Items listed in a dataset
========

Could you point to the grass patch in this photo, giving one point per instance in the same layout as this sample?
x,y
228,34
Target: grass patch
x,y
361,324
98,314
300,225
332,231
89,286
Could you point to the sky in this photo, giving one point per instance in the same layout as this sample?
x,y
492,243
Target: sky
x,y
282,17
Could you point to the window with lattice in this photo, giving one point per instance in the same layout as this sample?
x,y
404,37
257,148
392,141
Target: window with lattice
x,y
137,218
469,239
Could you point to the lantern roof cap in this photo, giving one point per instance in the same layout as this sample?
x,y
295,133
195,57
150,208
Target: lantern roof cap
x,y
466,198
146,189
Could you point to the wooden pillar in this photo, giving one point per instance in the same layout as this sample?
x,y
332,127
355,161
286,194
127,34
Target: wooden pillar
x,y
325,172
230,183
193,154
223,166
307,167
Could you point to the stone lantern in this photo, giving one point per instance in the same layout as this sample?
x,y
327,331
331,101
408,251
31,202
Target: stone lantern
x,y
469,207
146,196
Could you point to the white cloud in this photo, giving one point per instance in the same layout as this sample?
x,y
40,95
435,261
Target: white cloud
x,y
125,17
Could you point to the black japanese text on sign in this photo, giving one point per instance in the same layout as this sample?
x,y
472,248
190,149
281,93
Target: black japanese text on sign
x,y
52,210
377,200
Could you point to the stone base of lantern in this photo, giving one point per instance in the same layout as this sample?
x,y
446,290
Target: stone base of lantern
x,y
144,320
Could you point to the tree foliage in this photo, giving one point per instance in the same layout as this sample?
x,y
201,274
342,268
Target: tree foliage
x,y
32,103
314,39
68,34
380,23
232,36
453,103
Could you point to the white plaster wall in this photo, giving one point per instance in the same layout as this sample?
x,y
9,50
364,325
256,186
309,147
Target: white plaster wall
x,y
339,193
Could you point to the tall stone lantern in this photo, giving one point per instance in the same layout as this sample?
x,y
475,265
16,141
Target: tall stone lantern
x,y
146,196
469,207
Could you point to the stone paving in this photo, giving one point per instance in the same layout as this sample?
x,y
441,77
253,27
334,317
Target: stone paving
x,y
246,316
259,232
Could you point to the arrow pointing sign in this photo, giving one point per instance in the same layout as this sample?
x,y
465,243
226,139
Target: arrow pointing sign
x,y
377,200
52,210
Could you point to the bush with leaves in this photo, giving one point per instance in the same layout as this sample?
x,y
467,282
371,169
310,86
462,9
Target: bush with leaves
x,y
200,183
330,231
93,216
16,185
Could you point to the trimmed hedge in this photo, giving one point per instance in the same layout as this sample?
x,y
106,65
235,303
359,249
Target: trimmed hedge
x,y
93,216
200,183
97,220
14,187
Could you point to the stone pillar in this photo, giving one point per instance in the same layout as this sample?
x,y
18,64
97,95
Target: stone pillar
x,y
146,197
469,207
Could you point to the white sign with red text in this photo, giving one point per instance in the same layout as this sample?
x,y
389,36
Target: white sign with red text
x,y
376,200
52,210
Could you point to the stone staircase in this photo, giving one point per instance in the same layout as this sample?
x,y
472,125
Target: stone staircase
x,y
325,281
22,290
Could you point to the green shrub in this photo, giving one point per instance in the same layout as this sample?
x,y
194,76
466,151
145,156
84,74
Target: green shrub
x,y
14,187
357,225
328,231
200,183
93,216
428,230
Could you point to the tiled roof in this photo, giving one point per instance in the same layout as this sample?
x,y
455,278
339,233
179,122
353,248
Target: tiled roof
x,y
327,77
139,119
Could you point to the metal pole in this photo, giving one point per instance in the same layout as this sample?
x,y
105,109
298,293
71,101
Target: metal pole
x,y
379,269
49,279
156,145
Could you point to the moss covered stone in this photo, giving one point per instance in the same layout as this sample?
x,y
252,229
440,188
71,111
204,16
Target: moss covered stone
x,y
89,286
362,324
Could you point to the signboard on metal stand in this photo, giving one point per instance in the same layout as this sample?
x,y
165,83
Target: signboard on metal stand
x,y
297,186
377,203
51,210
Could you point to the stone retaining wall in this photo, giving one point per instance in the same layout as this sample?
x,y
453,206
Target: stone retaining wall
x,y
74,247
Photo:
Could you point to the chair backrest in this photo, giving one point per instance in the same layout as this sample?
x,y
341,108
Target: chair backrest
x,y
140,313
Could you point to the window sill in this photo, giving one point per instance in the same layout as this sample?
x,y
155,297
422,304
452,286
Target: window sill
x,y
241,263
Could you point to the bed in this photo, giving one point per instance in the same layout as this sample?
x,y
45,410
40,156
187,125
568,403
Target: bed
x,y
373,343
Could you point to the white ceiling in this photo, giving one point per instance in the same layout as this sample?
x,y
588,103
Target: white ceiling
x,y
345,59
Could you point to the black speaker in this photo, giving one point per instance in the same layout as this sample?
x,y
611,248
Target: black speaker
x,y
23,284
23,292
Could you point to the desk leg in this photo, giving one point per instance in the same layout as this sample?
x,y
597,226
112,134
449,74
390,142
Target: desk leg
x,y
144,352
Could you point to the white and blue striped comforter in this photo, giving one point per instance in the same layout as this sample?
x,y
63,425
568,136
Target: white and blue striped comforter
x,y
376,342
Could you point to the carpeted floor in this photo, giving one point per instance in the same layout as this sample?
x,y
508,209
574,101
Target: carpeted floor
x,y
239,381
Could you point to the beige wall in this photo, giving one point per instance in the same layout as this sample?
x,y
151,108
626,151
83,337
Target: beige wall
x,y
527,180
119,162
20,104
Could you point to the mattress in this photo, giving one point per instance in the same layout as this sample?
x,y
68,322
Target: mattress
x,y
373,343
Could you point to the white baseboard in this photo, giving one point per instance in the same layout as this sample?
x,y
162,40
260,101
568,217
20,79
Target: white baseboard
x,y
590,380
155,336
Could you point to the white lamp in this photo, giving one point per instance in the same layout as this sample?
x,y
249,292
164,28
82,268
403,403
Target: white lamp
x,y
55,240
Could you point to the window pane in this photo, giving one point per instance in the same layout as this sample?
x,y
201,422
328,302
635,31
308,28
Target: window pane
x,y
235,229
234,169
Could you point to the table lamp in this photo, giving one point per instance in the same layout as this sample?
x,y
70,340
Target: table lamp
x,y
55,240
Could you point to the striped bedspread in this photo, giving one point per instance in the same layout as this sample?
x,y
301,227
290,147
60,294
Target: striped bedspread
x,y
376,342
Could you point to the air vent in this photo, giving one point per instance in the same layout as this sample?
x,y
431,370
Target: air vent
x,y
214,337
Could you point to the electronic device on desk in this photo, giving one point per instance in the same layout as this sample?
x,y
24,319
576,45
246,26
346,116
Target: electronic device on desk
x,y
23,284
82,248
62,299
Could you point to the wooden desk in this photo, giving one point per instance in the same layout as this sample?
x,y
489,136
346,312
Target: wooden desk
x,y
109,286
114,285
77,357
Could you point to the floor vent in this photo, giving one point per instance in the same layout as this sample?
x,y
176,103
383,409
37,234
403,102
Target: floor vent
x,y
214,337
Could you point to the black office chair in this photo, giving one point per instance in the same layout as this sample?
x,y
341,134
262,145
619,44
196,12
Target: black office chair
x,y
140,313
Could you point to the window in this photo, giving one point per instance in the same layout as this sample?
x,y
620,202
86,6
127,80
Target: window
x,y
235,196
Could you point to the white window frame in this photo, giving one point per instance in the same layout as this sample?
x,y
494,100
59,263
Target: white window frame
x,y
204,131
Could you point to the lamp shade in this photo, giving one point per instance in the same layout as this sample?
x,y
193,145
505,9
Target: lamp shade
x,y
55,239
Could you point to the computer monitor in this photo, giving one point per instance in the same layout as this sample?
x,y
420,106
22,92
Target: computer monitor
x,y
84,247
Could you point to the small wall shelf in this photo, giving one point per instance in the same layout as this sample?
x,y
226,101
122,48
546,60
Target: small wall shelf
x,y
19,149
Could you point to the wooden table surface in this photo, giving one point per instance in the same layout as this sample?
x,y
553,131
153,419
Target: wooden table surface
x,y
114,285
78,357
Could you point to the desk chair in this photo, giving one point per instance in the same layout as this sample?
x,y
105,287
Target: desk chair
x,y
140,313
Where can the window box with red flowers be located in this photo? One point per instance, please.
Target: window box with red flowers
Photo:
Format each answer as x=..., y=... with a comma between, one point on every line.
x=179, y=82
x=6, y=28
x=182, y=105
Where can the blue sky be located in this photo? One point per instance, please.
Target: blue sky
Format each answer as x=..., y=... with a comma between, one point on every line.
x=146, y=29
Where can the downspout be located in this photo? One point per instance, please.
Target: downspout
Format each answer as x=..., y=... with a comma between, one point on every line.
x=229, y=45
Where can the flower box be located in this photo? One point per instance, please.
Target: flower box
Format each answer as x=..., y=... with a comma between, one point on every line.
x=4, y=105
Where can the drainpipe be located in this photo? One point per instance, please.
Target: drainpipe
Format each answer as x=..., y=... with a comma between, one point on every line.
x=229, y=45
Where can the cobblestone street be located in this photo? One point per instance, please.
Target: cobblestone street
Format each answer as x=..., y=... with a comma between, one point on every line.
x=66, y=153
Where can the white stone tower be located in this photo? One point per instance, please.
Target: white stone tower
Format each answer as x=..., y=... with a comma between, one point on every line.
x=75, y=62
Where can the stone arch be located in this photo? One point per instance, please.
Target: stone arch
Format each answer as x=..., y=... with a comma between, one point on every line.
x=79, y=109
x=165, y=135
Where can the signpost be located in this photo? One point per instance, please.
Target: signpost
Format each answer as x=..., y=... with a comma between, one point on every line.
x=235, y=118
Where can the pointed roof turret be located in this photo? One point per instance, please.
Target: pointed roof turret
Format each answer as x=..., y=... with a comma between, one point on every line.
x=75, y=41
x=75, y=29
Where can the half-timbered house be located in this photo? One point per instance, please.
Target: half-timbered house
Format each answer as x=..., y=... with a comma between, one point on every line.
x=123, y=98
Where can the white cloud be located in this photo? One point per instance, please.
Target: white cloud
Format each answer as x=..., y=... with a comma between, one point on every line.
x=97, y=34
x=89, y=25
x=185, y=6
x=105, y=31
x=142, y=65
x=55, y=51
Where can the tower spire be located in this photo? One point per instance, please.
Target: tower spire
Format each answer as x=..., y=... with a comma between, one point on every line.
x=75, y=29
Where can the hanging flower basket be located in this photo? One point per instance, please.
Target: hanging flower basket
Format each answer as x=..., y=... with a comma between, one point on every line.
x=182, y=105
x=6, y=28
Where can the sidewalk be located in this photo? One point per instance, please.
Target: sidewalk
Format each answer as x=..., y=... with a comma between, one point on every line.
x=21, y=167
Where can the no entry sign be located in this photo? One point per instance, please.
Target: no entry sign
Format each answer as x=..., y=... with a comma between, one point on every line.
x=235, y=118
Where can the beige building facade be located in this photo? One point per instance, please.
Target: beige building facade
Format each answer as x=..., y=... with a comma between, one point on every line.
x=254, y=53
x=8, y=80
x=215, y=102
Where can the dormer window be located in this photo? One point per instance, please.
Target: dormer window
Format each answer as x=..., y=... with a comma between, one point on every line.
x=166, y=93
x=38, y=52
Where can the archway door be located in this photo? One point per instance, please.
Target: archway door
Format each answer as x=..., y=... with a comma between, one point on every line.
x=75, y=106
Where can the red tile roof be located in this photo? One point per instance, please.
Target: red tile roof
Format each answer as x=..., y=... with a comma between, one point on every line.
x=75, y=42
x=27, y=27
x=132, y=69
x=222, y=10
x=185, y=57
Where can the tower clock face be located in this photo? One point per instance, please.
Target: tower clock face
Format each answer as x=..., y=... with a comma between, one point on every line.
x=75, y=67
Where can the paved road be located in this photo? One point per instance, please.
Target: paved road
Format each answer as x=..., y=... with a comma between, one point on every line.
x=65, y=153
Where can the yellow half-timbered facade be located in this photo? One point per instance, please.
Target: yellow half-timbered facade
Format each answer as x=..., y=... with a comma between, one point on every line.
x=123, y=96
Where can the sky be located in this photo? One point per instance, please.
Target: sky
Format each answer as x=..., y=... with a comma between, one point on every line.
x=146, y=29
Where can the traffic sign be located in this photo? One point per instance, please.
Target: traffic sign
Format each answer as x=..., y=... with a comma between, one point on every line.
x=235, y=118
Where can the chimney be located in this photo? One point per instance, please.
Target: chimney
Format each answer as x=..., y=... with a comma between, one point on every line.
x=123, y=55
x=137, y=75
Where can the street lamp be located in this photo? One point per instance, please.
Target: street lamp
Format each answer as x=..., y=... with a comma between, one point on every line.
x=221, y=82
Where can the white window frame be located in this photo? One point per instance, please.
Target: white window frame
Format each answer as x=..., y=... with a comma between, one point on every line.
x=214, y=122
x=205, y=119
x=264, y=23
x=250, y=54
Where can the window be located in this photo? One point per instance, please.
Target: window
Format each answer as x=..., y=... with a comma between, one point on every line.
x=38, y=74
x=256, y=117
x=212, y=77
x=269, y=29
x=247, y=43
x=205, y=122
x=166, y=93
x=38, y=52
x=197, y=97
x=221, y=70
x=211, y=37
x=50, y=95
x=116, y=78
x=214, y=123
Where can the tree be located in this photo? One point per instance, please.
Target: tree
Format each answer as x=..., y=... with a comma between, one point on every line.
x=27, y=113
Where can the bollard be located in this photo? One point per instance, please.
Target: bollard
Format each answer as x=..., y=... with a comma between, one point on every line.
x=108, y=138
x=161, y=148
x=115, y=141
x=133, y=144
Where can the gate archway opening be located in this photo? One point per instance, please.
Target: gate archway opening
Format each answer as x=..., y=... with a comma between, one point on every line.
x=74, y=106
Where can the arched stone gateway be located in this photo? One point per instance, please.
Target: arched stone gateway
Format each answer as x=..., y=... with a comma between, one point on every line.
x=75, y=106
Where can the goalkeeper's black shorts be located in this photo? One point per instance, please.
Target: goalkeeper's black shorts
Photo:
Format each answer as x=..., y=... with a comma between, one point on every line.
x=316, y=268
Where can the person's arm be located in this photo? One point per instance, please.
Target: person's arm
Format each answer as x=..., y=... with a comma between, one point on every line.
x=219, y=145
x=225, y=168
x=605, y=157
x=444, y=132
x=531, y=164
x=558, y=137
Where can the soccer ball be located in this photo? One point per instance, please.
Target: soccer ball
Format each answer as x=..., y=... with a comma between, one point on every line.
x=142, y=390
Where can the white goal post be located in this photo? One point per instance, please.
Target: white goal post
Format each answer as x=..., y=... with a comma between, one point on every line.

========

**TASK**
From the records above, repeat exactly the lines from the one with "Where can the pointed" through the one with "Target: tower spire", both included.

**RESPONSE TO THE EXERCISE**
Where can the pointed roof turret be located in this photo? One point per instance, please.
Target: pointed roof turret
Format each answer as x=..., y=... with a comma between, one point on every line.
x=75, y=41
x=75, y=29
Where can the half-timbered house be located in this photo? One point per instance, please.
Target: half-timbered house
Format each answer as x=..., y=... with a comma between, one point on every line.
x=123, y=98
Where can the white cloud be located in this photo? One point per instance, please.
Target: white cloud
Format each answer as x=..., y=... with a comma between, one point on every line.
x=97, y=34
x=89, y=25
x=185, y=6
x=105, y=31
x=142, y=65
x=55, y=51
Where can the tower spire be located in this photo? One point per instance, please.
Target: tower spire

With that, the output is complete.